• Written instruction
Rewrite the records below from the line with "Confirm that each instance of the orange" to the line with "pixel 137 56", substituting "orange shirt" for every "orange jersey" and leaving all else unchanged. Return only those lines.

Point placement records:
+ + + +
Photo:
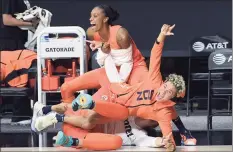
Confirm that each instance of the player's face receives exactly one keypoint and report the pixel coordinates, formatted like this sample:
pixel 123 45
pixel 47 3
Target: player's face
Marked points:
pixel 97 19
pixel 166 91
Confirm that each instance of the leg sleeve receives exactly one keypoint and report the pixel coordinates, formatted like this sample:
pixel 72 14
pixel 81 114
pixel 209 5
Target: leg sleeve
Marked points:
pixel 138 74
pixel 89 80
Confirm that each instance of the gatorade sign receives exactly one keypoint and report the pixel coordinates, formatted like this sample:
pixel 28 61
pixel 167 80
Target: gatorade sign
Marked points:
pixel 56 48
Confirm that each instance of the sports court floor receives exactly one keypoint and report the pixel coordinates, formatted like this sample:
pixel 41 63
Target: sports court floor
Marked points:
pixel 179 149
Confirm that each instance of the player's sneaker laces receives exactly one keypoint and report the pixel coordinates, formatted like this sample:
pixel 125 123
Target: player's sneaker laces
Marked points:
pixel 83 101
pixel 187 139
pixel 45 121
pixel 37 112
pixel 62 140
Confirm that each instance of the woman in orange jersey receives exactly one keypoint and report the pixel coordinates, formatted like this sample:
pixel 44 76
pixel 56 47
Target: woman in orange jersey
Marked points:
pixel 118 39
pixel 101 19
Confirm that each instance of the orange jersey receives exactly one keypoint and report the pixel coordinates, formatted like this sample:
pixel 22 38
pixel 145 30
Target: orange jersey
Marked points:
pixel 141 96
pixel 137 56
+ + + +
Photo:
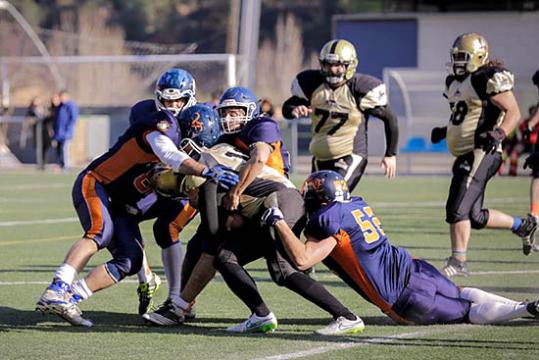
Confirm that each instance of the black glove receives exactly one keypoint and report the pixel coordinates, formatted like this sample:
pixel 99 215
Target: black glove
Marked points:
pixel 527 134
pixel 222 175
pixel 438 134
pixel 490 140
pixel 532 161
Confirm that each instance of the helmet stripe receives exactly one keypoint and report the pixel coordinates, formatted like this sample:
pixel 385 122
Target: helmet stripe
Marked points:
+ + + +
• Written reply
Confirm that each instance of the orange shirt receives exactly one keypoint and report the pixel coordinates, formatted like this sample:
pixel 22 38
pixel 145 30
Target: orange shirt
Marked points:
pixel 141 96
pixel 137 56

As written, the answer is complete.